- _Stored data entries_:
--- START ---
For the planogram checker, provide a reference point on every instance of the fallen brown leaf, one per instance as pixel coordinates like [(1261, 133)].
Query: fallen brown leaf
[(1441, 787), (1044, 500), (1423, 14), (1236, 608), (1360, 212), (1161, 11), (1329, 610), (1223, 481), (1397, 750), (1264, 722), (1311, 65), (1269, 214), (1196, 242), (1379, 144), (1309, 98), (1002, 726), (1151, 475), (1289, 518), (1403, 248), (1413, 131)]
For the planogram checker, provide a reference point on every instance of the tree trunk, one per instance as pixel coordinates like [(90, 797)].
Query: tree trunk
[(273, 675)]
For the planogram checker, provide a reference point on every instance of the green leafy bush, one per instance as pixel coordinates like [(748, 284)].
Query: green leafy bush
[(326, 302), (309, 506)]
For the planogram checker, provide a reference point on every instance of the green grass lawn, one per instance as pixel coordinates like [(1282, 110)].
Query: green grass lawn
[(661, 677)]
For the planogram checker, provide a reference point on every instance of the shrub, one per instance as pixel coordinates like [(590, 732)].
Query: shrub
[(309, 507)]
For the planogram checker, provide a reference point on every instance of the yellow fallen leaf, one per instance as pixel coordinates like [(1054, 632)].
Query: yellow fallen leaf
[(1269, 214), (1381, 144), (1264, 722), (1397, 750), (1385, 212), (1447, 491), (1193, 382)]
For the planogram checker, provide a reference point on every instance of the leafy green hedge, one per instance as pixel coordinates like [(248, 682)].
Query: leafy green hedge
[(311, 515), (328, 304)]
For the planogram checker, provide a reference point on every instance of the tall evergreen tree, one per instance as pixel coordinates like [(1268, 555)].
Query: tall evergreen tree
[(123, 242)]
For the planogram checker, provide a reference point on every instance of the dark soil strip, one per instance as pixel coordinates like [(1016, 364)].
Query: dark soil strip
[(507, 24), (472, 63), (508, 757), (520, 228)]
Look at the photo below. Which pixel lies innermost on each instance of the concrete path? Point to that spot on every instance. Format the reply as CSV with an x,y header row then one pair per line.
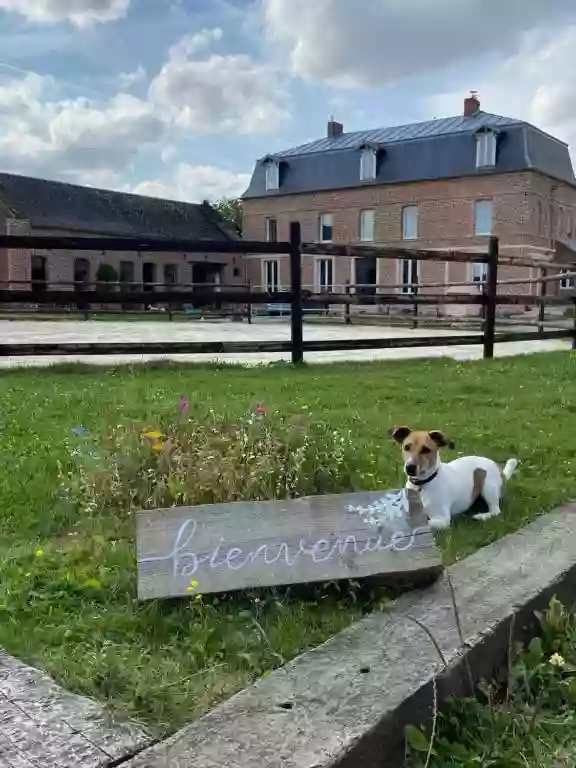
x,y
21,331
44,726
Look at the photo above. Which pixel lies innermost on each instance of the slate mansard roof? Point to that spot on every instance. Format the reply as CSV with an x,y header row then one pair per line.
x,y
56,205
435,149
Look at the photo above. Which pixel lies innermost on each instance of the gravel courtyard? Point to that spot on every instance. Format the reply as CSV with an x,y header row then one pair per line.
x,y
29,331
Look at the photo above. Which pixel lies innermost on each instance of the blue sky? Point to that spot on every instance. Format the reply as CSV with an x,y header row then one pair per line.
x,y
178,98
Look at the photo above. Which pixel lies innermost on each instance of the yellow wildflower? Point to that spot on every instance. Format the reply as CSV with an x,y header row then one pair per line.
x,y
153,435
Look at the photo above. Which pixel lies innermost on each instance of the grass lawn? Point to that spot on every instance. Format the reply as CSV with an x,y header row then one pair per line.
x,y
67,578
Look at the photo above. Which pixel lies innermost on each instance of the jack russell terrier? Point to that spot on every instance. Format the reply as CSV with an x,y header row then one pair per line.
x,y
449,489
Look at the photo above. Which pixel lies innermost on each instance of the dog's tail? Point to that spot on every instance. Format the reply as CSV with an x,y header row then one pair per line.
x,y
509,469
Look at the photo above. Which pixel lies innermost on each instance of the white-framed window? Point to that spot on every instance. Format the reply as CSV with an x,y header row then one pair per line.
x,y
272,176
367,226
479,272
410,222
485,149
271,230
325,227
567,283
367,164
271,275
408,275
324,275
483,217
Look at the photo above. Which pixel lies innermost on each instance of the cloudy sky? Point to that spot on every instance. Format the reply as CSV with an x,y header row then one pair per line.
x,y
177,98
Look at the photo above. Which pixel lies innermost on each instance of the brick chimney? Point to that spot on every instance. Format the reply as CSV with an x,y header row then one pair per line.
x,y
334,129
471,104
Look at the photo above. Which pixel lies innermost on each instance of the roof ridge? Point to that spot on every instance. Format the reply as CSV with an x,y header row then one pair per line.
x,y
346,139
87,188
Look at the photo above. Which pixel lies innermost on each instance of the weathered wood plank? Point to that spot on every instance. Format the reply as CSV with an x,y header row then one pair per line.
x,y
226,547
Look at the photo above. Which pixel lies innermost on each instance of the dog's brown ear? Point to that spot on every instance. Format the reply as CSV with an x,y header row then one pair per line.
x,y
400,433
441,440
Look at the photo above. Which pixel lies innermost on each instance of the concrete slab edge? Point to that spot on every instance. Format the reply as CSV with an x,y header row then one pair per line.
x,y
346,703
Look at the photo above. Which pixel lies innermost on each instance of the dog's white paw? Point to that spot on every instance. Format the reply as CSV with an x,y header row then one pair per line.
x,y
484,515
439,523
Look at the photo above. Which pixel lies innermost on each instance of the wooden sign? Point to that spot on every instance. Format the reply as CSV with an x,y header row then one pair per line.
x,y
242,545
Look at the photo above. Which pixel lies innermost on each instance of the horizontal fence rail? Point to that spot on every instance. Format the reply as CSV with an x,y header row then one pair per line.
x,y
297,300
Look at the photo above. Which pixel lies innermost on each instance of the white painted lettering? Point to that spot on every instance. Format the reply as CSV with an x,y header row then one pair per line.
x,y
185,562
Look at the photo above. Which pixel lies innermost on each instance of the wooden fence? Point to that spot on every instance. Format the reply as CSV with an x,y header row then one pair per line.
x,y
178,295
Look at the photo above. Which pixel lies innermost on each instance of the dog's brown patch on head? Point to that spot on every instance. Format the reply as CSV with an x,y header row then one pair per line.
x,y
419,448
400,433
479,478
441,440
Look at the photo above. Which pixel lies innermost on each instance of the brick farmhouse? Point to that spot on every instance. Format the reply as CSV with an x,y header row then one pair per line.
x,y
41,207
441,184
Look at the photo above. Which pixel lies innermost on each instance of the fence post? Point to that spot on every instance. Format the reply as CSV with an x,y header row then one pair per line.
--- END ---
- _Task details_: Repeat precisely the lines of the data starting at the one containing "dog's brown patch", last line included.

- _Your solution_:
Look at the photo above. Which pixel lies innermost on each instance of the dog's brown patch on head? Point to that spot on every instance. Format the reply as CSV with an x,y header row then one pair per line.
x,y
419,448
400,433
479,478
441,440
Look at the photo above. Which pixel lies innermost on each instance of the brick farmhouse? Point to that spot on every instance. Format the reply as CSV with an x,y header row then one pair per line.
x,y
41,207
441,184
Look at the photo above. Which pixel lies innermost on each instance of the fence post? Point to that spot on every instance. Format the reply as CSV with an x,y header row then one pair per line.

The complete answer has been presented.